*KETENTUAN TUGAS*:
A. Jawab pertanyaan berikut berdasarkan teks bab sholat:
(i) Menurut syara', sholat diawali dengan apa dan diakhiri dengan apa?
(ii) Pada malam tanggal berapa dan bulan apa sholat difardhukan?
(iii) Wanita dalam keadaan apa saja yang tidak diwajibkan sholat?
B. Kutip persis dari teks bab sholat bagian yang dimulai pada kata-kata yang memuat "[Sesungguhnya diwajibkan sholat" dan berakhir setelah "tidak mau bertaubat.".

*BAGIAN TEKS*:
• • • •

//

Seri Kajian Kitab Kuning “Fathul Mu’in” – Bagian 2 – Bab Sholat


BAB SHOLAT

Adapun sholat menurut syara’ adalah ucapan-ucapan dan perbuatan-perbuatan tertentu yang diawali takbir dan diakhiri dengan salam. Rangkaian perbuatan tersebut disebut demikian dikarenakan ia mengandung makna “sholat”, yang secara lughawi (bahasa) artinya adalah do’a. Sholat-sholat fardhu ‘ain itu ada lima kali yang dikerjakan dalam tiap-tiap hari dan malam, yang mana ini diketahui daripada ajaran agama secara pasti, maka barangsiapa yang menentang ajaran ini dihukumi sebagai kafir. Dan tiada terkumpul ajaran sholat fardhu lima waktu ini kecuali hanya daripada ajaran Nabi kita Muhammad Shollallaahu ‘alaihi wa sallam. Dan sholat ini difardhukan pada malam isra’ setelah 10 tahun 3 bulan beliau diangkat menjadi Rasul, yakni pada malam 27 daripada bulan Rajab. Dan belum diwajibkan untuk mendirikan sholat shubuh tanggal 27 Rajab disebabkan belum diketahui kaifiyyah (tata cara) mengerjakannya.
[Sesungguhnya diwajibkan sholat maktubah] yakni sholat lima waktu [atas] setiap [muslim yang mukallaf] yakni telah baligh, berakal sehat, lelaki maupun selain lelaki, [suci]. Maka sholat tidak wajib atas orang kafir, gila, ayan, dan mabuk yang keduanya bukan karena main-main. Hal itu karena mereka tidak kena beban agama, dan tidak diwajibkan atas wanita yang haid dan nifas, karena sholat tidak sah dikerjakan mereka, dan mereka tidak diwajibkan mengqodlo’nya. Selain itu sholat tetap diwajibkan bagi orang murtad dan orang yan
g mabuk akibat main-main.
Dan dikenakan hadd dipancung lehernya, yakni bagi seorang muslim mukallaf yang dengan sengaja menunda sholat fardhu hingga melewati waktu penjama’annya, ia sengaja malas melakukannya sedangkan ia berkeyakinan bahwa sholat itu wajib dilaksanakan, kemudian ia sudah dianjurkan bertaubat namun ia tidak mau bertaubat.

• • • •

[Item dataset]
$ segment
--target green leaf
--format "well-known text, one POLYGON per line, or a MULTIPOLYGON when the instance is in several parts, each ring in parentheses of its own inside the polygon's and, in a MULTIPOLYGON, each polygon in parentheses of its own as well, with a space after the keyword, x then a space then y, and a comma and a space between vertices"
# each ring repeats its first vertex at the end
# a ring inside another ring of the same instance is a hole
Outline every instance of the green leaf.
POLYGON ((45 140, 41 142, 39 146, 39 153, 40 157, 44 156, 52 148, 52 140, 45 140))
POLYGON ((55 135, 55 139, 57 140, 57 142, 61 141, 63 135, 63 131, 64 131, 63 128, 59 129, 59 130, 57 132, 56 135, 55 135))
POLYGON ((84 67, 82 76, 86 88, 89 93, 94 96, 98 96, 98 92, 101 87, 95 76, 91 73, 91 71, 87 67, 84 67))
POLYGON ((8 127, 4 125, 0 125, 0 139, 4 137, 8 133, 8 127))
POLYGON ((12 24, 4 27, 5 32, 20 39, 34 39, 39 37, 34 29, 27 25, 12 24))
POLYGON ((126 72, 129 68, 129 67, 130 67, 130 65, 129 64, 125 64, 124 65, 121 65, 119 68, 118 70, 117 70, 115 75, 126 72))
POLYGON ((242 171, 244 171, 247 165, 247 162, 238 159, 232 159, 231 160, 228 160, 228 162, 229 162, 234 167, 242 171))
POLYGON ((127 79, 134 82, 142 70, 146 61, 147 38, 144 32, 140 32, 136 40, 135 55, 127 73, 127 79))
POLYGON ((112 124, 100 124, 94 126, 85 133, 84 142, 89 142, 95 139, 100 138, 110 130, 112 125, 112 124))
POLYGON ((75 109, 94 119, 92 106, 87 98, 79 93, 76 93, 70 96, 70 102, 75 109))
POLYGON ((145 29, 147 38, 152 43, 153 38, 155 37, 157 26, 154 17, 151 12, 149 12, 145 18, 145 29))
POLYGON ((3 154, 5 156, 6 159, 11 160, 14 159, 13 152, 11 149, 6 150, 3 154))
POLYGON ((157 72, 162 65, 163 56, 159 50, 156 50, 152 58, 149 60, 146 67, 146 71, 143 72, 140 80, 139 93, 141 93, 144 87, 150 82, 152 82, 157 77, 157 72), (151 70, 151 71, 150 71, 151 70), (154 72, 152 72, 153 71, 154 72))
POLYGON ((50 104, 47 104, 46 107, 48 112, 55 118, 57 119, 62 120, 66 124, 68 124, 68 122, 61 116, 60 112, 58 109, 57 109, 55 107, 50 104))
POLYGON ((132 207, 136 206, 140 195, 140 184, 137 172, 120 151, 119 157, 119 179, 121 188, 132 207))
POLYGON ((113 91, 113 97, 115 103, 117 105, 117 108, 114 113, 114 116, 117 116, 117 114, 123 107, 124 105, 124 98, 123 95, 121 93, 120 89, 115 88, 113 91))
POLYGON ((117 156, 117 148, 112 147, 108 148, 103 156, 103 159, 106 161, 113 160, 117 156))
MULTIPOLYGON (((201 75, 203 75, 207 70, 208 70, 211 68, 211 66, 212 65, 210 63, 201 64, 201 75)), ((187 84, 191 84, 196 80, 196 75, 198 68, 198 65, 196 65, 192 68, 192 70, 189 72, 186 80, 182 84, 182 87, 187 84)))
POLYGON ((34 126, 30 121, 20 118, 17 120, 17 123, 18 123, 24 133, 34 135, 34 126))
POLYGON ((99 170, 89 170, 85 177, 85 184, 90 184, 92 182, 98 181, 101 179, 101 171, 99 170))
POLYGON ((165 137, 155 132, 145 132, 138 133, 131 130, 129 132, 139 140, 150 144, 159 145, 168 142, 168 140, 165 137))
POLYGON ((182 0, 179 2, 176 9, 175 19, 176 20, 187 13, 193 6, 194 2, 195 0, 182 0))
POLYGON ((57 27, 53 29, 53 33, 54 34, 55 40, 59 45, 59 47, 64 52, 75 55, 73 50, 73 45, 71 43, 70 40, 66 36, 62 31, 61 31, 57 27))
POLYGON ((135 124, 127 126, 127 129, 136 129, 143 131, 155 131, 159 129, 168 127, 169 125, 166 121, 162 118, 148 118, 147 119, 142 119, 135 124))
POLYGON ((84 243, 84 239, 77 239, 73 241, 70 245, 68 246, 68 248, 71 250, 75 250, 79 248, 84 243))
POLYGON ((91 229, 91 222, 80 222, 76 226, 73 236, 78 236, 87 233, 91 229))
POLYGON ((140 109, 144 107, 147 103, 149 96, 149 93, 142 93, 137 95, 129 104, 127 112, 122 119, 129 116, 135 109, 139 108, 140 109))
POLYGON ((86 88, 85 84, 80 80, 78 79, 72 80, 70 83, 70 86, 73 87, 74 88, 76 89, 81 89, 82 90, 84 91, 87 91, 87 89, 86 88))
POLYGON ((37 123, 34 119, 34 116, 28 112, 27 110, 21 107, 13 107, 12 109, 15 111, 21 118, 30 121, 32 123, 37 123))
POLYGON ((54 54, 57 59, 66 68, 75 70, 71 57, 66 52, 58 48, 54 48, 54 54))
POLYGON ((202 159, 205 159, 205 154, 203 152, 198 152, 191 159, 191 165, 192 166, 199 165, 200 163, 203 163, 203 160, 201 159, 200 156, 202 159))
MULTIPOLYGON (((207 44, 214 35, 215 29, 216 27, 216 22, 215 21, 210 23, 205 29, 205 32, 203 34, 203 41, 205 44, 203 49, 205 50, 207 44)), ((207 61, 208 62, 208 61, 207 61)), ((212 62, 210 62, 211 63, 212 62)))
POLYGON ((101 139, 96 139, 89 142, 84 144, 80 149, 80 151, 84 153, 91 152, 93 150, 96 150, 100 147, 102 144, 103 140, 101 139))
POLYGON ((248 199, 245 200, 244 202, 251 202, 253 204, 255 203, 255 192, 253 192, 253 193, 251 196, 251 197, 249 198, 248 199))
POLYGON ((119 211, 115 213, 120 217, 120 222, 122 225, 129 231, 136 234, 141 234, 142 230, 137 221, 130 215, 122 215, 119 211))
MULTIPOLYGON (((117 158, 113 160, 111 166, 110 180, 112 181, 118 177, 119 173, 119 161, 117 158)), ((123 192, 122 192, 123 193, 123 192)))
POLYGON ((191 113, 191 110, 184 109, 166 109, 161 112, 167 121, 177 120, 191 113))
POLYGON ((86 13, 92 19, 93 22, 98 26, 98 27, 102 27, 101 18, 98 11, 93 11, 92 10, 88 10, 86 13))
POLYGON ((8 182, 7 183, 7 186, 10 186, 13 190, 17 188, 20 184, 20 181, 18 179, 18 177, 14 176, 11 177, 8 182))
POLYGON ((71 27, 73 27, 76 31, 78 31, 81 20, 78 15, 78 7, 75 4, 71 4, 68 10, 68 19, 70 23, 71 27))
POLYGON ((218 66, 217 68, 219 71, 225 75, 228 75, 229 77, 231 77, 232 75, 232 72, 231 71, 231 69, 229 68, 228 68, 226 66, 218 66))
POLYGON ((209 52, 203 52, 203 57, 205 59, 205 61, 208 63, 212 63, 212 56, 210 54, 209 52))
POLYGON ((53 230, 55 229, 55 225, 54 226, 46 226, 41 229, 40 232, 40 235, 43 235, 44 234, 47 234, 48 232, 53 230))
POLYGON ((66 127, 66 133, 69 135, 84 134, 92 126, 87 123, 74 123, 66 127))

• • • •

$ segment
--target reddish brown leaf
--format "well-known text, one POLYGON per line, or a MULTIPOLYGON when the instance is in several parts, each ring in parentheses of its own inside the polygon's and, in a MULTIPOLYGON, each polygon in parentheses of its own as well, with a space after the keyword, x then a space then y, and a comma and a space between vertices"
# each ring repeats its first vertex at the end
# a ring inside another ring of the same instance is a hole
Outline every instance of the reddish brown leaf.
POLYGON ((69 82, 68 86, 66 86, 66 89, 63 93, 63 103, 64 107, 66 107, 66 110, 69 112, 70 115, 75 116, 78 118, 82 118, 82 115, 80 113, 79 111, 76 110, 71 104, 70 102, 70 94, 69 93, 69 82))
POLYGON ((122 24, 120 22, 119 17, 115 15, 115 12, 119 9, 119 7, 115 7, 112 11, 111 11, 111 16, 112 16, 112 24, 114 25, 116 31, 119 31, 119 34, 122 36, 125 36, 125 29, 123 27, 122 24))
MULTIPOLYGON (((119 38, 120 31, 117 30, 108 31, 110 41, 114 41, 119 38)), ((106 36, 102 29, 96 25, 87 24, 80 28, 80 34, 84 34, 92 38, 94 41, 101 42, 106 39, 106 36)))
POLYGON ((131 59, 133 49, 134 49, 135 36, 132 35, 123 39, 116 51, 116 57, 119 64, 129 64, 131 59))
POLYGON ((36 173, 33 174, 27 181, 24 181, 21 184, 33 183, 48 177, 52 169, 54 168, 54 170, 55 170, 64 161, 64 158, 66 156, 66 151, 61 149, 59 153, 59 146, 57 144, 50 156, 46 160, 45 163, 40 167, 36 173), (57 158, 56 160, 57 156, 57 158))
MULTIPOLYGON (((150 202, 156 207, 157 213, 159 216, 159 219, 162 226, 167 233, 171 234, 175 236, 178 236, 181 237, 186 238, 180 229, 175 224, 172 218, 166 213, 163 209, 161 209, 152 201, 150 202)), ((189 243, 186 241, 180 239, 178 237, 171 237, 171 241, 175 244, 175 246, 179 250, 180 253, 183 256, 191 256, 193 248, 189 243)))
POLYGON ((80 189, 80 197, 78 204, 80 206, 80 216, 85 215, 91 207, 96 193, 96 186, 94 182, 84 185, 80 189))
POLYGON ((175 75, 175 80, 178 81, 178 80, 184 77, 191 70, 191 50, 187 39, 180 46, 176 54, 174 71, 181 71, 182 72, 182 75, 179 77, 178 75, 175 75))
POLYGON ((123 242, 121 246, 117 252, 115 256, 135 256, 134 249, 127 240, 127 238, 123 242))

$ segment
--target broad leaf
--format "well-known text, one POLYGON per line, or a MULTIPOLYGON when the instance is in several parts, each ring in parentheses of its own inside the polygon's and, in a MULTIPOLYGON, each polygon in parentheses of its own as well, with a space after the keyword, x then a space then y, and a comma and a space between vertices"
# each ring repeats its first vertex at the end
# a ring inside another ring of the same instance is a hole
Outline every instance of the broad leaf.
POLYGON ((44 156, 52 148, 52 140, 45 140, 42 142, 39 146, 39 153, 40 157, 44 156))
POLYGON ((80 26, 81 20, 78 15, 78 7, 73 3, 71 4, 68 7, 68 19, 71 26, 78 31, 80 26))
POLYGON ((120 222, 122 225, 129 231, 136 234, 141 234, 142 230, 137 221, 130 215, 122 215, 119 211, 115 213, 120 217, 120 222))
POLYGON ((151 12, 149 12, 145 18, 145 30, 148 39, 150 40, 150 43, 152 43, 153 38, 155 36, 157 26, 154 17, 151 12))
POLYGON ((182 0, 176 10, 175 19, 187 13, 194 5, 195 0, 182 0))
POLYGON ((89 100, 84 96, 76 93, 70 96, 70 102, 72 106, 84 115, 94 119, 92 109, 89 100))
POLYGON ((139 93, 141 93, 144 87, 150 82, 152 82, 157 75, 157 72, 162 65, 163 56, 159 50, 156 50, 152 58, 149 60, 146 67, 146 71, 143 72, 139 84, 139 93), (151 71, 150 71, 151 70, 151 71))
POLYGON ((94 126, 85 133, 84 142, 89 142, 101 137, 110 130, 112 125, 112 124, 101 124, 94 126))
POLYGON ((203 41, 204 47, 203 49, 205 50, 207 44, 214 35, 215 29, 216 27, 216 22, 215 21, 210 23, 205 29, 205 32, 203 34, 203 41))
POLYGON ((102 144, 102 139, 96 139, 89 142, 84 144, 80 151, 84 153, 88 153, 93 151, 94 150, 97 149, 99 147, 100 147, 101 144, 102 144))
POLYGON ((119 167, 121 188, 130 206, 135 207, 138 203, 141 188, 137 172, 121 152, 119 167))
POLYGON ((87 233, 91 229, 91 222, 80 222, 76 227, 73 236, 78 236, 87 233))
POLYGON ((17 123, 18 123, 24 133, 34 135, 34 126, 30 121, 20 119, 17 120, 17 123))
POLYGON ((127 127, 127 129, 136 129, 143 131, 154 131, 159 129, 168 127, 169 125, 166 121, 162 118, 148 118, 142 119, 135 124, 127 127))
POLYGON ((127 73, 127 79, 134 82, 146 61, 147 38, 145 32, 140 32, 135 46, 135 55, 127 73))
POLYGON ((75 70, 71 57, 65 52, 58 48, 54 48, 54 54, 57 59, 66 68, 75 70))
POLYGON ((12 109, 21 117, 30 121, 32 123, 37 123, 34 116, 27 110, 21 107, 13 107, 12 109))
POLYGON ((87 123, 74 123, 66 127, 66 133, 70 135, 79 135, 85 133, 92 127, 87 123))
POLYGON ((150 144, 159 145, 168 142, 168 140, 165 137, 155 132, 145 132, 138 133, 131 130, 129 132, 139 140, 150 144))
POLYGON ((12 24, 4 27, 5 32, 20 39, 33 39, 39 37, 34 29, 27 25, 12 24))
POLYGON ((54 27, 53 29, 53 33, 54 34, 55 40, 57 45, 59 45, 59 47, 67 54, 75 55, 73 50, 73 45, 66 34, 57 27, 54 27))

• • • •

*HASIL PER TUGAS*:
A.
(i) Diawali takbir dan diakhiri dengan salam.
(ii) Malam 27 bulan Rajab.
(iii) Wanita yang haid dan nifas.

B.
[Sesungguhnya diwajibkan sholat maktubah] yakni sholat lima waktu [atas] setiap [muslim yang mukallaf] yakni telah baligh, berakal sehat, lelaki maupun selain lelaki, [suci]. Maka sholat tidak wajib atas orang kafir, gila, ayan, dan mabuk yang keduanya bukan karena main-main. Hal itu karena mereka tidak kena beban agama, dan tidak diwajibkan atas wanita yang haid dan nifas, karena sholat tidak sah dikerjakan mereka, dan mereka tidak diwajibkan mengqodlo’nya. Selain itu sholat tetap diwajibkan bagi orang murtad dan orang yan
g mabuk akibat main-main.
Dan dikenakan hadd dipancung lehernya, yakni bagi seorang muslim mukallaf yang dengan sengaja menunda sholat fardhu hingga melewati waktu penjama’annya, ia sengaja malas melakukannya sedangkan ia berkeyakinan bahwa sholat itu wajib dilaksanakan, kemudian ia sudah dianjurkan bertaubat namun ia tidak mau bertaubat.